*** Material for this task ***

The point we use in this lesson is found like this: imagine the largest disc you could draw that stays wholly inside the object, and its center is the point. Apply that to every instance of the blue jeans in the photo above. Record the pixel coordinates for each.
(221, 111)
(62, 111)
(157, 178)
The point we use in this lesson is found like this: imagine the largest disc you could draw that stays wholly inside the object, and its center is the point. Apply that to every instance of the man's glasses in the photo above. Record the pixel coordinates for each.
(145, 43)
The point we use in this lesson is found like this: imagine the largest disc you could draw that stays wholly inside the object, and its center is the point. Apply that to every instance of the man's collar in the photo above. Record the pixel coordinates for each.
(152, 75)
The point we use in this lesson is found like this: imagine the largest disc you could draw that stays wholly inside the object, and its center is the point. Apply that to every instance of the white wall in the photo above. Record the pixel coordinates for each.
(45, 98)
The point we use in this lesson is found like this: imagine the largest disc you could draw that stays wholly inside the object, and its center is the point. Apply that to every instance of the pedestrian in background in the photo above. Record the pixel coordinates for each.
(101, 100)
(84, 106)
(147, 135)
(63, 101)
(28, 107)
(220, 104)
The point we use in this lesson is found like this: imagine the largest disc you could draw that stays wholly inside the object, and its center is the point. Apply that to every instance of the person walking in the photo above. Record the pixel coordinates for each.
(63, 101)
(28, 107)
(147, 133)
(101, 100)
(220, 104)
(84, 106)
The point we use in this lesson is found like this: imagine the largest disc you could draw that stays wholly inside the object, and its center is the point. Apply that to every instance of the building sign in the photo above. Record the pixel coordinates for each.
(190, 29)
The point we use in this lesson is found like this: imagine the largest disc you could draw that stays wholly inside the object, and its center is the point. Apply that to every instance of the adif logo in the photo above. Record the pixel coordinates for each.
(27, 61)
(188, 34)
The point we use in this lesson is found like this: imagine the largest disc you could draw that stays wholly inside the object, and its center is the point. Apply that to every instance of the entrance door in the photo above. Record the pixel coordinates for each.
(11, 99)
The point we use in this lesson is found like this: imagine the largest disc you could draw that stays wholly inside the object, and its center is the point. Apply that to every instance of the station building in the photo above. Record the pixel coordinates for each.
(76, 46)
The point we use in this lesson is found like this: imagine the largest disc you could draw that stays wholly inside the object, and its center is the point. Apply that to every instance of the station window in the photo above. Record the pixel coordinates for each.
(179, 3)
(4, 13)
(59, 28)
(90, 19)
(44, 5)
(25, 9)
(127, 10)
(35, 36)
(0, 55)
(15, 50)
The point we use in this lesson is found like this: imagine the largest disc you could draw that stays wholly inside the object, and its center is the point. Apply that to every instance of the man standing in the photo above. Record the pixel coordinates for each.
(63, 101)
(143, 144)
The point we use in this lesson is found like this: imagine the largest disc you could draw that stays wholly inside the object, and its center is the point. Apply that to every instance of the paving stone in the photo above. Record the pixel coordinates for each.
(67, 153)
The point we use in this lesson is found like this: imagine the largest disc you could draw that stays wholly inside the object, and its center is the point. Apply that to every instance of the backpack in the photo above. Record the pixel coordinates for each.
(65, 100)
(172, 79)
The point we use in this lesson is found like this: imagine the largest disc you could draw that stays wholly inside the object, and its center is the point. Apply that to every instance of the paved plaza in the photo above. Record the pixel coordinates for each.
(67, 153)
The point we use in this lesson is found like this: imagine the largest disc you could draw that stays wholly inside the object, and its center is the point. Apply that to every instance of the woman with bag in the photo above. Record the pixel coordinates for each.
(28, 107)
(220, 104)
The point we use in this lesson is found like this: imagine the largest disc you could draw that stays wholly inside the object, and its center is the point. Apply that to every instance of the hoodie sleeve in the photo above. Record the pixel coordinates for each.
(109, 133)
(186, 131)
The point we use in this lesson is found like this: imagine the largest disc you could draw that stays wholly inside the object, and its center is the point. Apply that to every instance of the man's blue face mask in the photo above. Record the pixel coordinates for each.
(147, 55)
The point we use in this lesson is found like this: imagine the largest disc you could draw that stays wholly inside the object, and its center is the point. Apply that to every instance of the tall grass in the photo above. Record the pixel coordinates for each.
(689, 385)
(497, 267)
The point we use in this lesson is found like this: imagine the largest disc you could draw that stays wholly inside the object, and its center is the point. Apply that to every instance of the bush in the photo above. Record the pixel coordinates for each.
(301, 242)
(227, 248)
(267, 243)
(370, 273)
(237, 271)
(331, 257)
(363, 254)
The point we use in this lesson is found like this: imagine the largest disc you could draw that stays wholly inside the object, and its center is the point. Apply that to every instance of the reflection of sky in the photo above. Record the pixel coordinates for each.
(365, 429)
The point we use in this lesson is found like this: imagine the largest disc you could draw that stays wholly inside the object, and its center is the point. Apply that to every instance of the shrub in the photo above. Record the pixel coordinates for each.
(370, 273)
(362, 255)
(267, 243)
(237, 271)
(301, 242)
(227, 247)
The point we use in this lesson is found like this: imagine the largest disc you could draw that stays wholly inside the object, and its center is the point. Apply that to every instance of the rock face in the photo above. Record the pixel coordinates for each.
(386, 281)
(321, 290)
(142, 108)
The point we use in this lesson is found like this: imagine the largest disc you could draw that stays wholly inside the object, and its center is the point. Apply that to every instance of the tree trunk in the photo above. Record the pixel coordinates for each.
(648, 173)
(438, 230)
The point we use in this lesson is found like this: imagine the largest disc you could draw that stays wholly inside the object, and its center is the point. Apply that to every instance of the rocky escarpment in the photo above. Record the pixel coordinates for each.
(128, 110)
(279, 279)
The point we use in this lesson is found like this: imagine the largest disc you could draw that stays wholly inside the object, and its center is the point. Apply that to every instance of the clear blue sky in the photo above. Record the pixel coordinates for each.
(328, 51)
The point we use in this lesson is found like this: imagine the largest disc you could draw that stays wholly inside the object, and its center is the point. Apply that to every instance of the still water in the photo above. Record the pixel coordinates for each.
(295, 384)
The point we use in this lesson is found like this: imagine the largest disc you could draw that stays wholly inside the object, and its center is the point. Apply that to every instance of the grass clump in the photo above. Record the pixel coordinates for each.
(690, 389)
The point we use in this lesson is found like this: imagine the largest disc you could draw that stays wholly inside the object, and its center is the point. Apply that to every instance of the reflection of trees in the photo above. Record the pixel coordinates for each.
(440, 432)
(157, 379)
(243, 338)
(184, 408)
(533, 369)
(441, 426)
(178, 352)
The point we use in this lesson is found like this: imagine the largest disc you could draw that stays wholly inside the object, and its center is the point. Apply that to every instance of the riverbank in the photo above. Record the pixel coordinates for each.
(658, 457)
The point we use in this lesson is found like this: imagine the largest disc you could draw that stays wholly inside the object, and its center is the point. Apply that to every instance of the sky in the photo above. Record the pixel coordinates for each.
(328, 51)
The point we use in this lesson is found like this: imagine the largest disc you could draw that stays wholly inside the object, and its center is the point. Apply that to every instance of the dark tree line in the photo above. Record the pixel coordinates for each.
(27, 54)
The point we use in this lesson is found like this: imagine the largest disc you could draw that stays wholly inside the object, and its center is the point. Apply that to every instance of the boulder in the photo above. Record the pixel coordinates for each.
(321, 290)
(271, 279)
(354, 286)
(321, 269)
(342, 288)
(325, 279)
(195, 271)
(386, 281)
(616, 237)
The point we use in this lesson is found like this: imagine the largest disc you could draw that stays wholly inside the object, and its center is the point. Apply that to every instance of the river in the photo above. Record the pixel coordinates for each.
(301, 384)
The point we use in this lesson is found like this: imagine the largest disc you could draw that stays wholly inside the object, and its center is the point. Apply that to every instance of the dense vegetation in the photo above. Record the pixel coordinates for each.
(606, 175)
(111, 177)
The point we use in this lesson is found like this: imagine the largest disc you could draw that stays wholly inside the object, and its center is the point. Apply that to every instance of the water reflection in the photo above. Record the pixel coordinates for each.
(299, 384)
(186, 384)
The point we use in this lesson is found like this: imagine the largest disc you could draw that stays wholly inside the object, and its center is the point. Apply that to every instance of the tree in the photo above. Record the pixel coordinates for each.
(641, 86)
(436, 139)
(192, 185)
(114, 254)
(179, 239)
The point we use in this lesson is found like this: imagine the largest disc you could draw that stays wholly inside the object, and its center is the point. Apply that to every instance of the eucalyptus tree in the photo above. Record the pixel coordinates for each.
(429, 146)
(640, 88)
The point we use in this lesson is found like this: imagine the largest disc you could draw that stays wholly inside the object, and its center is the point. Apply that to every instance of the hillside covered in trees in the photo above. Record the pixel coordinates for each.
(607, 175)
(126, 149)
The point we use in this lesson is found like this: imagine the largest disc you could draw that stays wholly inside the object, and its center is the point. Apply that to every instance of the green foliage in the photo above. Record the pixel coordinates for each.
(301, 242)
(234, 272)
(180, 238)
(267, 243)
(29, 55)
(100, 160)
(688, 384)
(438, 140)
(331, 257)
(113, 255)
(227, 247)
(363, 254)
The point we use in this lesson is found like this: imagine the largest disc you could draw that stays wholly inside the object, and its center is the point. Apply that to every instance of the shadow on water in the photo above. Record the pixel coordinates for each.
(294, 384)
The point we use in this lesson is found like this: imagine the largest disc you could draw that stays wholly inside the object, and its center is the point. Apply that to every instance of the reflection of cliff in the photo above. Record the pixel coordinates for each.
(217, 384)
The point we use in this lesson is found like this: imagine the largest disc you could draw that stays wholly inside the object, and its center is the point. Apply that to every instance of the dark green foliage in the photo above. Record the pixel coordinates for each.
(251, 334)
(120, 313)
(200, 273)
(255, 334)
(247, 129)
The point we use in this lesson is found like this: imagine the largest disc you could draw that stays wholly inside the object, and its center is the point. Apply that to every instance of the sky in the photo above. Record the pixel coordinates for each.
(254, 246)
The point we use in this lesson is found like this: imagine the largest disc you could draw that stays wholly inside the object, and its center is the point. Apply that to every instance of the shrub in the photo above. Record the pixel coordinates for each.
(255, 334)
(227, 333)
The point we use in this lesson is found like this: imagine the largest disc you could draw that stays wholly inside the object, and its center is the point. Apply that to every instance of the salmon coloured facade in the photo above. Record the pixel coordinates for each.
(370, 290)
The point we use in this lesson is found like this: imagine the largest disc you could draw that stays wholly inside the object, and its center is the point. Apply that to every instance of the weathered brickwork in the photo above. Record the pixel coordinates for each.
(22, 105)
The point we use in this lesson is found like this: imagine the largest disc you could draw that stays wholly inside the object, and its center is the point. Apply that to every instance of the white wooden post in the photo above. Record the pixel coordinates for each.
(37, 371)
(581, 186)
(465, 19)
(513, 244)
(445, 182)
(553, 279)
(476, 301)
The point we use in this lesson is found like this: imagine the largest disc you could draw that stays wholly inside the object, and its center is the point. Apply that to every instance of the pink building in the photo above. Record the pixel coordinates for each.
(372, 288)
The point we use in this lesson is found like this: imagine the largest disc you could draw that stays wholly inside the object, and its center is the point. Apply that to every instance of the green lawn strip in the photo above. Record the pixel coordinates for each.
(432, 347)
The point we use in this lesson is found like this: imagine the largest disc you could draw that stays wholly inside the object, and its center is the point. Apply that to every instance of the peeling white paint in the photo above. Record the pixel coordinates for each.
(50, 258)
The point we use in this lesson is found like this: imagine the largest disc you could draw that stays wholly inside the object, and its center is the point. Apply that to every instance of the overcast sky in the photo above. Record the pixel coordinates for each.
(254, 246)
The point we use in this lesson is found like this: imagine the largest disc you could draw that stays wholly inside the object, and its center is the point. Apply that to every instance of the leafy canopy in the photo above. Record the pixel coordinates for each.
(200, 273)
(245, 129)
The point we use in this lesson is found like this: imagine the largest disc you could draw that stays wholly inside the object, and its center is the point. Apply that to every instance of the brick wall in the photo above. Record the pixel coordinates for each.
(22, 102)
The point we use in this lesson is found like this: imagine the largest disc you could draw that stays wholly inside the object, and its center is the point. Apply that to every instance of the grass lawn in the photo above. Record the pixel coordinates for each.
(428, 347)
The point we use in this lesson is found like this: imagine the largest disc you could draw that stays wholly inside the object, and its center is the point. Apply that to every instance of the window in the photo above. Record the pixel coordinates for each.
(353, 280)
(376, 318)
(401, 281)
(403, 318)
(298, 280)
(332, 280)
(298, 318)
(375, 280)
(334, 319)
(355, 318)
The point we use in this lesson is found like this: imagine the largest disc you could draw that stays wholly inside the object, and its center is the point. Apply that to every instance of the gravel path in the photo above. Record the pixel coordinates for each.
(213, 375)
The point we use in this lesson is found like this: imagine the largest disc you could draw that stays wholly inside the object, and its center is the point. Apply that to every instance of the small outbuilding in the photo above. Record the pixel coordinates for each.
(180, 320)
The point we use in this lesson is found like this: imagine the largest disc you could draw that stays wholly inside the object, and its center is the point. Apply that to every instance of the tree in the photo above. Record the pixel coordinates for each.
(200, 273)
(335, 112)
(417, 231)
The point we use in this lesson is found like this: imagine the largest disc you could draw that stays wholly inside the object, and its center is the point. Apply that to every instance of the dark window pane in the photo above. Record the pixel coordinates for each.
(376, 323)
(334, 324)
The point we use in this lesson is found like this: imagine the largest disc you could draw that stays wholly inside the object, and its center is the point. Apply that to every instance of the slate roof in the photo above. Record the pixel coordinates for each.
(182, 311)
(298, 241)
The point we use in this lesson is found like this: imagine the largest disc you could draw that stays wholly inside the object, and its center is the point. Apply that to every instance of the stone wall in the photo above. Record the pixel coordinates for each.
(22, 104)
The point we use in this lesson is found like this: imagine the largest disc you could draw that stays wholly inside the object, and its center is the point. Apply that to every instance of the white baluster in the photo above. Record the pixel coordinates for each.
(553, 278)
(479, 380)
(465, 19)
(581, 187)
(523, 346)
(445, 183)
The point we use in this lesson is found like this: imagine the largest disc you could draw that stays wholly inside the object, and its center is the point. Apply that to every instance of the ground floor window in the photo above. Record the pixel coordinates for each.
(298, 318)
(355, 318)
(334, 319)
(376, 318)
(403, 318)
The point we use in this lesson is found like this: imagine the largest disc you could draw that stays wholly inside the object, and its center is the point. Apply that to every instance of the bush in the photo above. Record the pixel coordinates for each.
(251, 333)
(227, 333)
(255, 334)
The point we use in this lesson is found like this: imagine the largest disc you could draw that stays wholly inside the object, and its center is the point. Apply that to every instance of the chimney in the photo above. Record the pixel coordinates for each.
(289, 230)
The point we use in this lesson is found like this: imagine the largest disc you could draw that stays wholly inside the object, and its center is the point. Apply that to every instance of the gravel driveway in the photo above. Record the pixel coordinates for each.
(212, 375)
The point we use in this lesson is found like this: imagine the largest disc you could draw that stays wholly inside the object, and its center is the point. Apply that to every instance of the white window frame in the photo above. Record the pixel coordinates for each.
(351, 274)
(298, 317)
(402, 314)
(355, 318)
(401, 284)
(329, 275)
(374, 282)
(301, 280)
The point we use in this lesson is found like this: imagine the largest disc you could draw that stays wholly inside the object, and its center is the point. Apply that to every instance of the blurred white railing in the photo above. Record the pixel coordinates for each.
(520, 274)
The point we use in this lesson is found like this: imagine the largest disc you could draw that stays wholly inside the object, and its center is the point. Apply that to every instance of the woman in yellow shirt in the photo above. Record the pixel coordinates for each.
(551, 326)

***

Instructions to follow: Include both ends. Return the line holding "of the chimney" and all lines after it in the records above, exactly as written.

Solution to this exercise:
The point we use in this lesson is found like this: imagine the largest disc you could draw that stays wholly inside the object, and its center is the point. Apply that to every instance of the chimney in the photo above. Record the pixel coordinates for each.
(289, 230)
The point we use in this lesson is found like this: imagine the largest disc you could draw that stays wholly inside the object, and its center is the point. Apply that to every instance of the gravel driveway in the photo above. Record the pixel coordinates for each.
(212, 375)
The point we use in this lesson is found like this: imagine the largest disc you could draw that stays wholly inside the object, and its center is the point. Apply that to every instance of the white window frame in the photo above. Record the pixel coordinates for each.
(351, 274)
(298, 317)
(402, 314)
(355, 318)
(401, 284)
(329, 275)
(374, 282)
(301, 280)
The point we use in this lesson is found like this: imagine the largest disc you could draw that stays wholly inside the object, and its center is the point. Apply that to every instance of the blurred white railing in the photo above. Record the pixel coordinates for each.
(520, 274)
The point we use in this lesson is found like this: imagine the largest disc you could draw that stays wholly inside the object, and its center is the point. Apply that to every instance of the woman in yellow shirt in the photo above. Record the pixel coordinates for each.
(551, 326)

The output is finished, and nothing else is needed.